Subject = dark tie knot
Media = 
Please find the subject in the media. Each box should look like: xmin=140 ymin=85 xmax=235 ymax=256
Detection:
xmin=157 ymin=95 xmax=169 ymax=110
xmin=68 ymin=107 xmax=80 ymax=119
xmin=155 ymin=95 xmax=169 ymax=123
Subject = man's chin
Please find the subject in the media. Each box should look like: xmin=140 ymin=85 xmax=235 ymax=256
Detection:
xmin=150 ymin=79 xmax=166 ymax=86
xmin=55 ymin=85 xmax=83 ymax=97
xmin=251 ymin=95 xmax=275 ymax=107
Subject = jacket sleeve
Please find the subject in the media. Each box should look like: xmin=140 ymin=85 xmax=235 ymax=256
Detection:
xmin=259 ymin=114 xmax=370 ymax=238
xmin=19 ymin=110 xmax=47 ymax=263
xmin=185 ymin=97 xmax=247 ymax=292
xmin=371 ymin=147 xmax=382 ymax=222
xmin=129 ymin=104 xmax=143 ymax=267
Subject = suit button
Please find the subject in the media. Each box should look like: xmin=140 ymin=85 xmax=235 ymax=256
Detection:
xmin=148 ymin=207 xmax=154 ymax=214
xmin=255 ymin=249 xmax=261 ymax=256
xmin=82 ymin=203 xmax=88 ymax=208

--

**PROBLEM DESCRIPTION:**
Only the lines from the one that holds "Subject = suit button" through the end of the records should appear in the answer, each restated exactly.

**OUTPUT FOR THIS TASK:**
Subject = suit button
Please find the subject in the media. Each box should look like: xmin=140 ymin=85 xmax=235 ymax=256
Detection:
xmin=148 ymin=207 xmax=154 ymax=214
xmin=255 ymin=249 xmax=261 ymax=256
xmin=82 ymin=203 xmax=88 ymax=208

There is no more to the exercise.